**Exercise instructions**
Please copy the material word for word, from the line containing "Objective — one pin per instance of the green" through the end of the material, including both of those lines.
----
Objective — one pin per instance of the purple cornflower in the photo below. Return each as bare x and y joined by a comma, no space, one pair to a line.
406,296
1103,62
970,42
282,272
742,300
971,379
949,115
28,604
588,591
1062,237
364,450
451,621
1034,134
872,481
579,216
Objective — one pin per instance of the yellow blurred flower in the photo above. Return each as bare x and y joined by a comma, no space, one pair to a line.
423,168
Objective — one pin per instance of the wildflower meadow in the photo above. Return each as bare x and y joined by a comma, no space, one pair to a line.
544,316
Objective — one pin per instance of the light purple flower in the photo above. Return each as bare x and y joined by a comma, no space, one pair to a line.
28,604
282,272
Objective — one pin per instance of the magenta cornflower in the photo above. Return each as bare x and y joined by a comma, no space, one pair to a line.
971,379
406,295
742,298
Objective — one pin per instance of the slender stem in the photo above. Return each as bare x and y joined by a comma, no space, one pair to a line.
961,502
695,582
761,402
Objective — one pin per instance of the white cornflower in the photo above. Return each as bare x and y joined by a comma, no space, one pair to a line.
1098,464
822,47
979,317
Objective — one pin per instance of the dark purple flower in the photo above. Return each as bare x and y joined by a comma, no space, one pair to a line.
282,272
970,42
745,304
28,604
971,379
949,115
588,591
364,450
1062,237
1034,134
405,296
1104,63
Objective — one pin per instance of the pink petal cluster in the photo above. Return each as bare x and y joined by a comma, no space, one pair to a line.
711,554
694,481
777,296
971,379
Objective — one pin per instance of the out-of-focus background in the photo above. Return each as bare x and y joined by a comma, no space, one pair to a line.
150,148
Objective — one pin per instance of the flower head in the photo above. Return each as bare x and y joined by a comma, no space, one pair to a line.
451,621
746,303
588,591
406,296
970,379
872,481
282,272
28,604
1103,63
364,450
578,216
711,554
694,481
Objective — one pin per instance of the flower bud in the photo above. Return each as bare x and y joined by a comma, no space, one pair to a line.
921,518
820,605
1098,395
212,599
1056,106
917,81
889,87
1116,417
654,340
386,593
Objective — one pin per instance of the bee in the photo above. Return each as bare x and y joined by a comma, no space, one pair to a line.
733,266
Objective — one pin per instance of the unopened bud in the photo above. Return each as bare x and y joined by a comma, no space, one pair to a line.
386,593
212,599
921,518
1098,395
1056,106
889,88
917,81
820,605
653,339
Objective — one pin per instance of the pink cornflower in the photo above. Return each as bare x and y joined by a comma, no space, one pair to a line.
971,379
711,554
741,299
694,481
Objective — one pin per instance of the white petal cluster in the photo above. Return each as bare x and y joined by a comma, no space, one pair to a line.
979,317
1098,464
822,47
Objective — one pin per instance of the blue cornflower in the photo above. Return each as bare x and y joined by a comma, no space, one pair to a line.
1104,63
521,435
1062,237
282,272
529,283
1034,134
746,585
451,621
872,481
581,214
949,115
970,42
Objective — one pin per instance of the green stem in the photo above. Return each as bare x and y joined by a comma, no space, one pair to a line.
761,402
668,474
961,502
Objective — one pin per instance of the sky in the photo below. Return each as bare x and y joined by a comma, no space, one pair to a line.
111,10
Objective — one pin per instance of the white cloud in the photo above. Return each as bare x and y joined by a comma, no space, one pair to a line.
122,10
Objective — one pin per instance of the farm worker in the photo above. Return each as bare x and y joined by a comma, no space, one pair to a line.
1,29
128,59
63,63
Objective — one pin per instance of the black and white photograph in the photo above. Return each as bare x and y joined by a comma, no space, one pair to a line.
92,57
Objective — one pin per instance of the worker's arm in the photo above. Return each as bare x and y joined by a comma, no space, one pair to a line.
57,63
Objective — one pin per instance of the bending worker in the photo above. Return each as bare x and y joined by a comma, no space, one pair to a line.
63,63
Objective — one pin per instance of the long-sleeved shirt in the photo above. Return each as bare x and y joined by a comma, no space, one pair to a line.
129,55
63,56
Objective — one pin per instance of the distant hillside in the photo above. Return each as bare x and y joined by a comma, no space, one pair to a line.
----
**Written answer**
Objective — one pin per instance of the green stem in the photo above. Return each as bare x and y joined by a comma, no space, one pair to a line.
761,402
668,474
961,502
Objective — one pin per instance of the sky in the photo below. Return each as bare x and y joined by a comma, no space, one pair to a line.
111,10
Objective — one pin per instance of the white cloud in the photo above. Return each as bare x and y joined by a comma, no space, one pair to a line.
122,10
Objective — one pin per instance of the farm worker in the photo above. Return each as bare x and y joined by a comma, no space, one pair to a line.
1,29
128,59
63,63
Objective — one pin per instance of the black and white photograph in the photo above. Return each as bare x and y joined by a comma, no space, one pair to a line.
92,57
Objective — one pin per instance of the worker's arm in the photo above. Return each as bare x and y joined by a comma, no space, one pair to a line.
57,63
Objective — one pin per instance of the bending worker in the photo above. Return each as bare x and y joined by a comma, no space, one pair to a line.
63,63
Objective — one pin per instance of the long-sleeved shirt in the photo above. Return each as bare x and y joined by a comma, no space, one pair to a line.
129,55
63,56
Objective — one pin per instance of the distant hillside in the photo above. Return each as bare x and y joined by a comma, no space, one pair to a line.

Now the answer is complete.